Extract to read |
The Kakhovka hydroelectric dam in southern Ukraine was destroyed on Tuesday, leading to major flooding and sparking fears of wider damage and loss of life.
Ukrainian President Volodymyr Zelenskyy accused Russia of orchestrating the attack, calling Russian forces “terrorists” and saying they will be pushed back from “every inch” of Ukrainian territory.
The Ukrainian government further described the incident as the worst environmental disaster in Ukraine since Chernobyl.
Former Ukrainian Minister of Ecology Ostap Semerak told the Guardian that the dam’s collapse would also affect the countries surrounding Ukraine.
“This will have an impact on Romania, Georgia, Turkey, and Bulgaria,” Semerak said. “Our government has announced this is the biggest environmental catastrophe in Europe over the past 10 years, and I think it may be the worst in Ukraine since Chernobyl in 1986.”
Wheat and corn prices have already risen sharply following the rupture of the 98-foot dam and the hydroelectric station that brings power, water and sewage services to southern Ukraine, including to Crimea. Russian forces have held Crimea since its annexation in 2014.
The Kakhovka dam is amongst the largest water reservoirs on the planet. It dams the waters of Ukraine’s Dnieper river, which has become a dividing line between Russian and Ukrainian forces in the war.
Beyond possibly displacing tens of thousands of Ukrainians, flooding fields, and disrupting agriculture, the dam collapse could interrupt coolant infrastructure at the Zaporizhzhia nuclear power plant, which is already in danger of catastrophic meltdown. Around 80 small towns have been evacuated since the dam ruptured, and an estimated 16,000 residences have been lost.

Data records |
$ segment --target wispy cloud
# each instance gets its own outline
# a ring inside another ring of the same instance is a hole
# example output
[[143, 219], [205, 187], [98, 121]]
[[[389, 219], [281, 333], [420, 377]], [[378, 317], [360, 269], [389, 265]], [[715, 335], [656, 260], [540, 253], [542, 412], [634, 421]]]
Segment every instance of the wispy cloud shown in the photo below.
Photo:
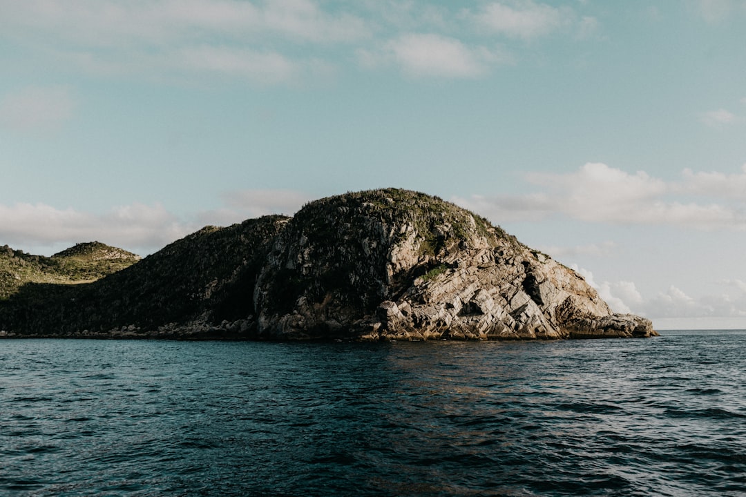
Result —
[[732, 124], [738, 121], [738, 116], [725, 109], [711, 110], [702, 115], [702, 122], [712, 127]]
[[696, 298], [675, 285], [645, 296], [633, 282], [597, 282], [591, 271], [576, 265], [572, 268], [596, 289], [612, 310], [646, 316], [653, 319], [653, 325], [656, 319], [733, 320], [746, 317], [746, 283], [740, 279], [712, 282], [714, 292]]
[[179, 218], [160, 203], [133, 203], [95, 214], [46, 203], [0, 203], [0, 241], [13, 248], [50, 253], [98, 240], [147, 254], [205, 224], [225, 226], [267, 214], [292, 215], [310, 197], [292, 190], [236, 190], [222, 197], [223, 206]]
[[290, 55], [292, 47], [370, 35], [361, 18], [310, 0], [0, 0], [0, 11], [4, 37], [97, 75], [296, 82], [318, 64]]
[[740, 0], [694, 0], [693, 3], [697, 13], [711, 24], [727, 19], [733, 12], [746, 6]]
[[160, 204], [134, 203], [100, 215], [44, 203], [0, 204], [0, 239], [25, 250], [98, 240], [148, 253], [195, 227], [181, 222]]
[[489, 31], [524, 39], [545, 36], [567, 26], [574, 16], [568, 7], [536, 4], [531, 0], [492, 2], [467, 15]]
[[[698, 229], [746, 229], [743, 173], [693, 173], [666, 182], [644, 171], [630, 174], [588, 163], [567, 174], [534, 173], [539, 191], [524, 195], [455, 197], [454, 201], [498, 223], [565, 215], [612, 224], [668, 224]], [[692, 198], [694, 197], [694, 200]]]
[[492, 65], [510, 60], [500, 50], [433, 34], [403, 35], [377, 50], [361, 49], [357, 54], [363, 66], [395, 64], [410, 77], [477, 77]]
[[0, 127], [15, 131], [54, 130], [73, 115], [75, 101], [65, 86], [31, 86], [0, 100]]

What is being asked |
Please continue the article on the Kakhovka dam collapse from where it stops. The records come from a separate source.

Response to the task |
Who Is Responsible For The Rupture?
The dam collapse remains under investigation, and while Ukraine blames Russia for intentional neglect followed by intentional sabotage, the Kremlin says Ukraine’s military strikes in the area were the cause.
An expected counteroffensive from Ukraine has not yet occurred, and Kyiv alleges that Russia damaged the dam as a strategic attempt to slow Ukraine’s planned actions in the area. Russia, however, claims that Ukraine orchestrated the attack to stop Kremlin forces from crossing the river and attacking Ukraine on the west of the Dnieper.
The Biden administration has stated only that U.S. officials are monitoring the situation closely.
Humanitarian organizations have already stepped up to assist the many thousands of Ukrainians affected by the floods, while UN Undersecretary General for Humanitarian Affairs Martin Griffiths commented that the crisis will make life “intolerably harder” for civilians already negatively impacted by the war.
Although officials have said there is no immediate danger to cooling processes at Zaporizhzhia, the possibility of a worsening ecological disaster remains.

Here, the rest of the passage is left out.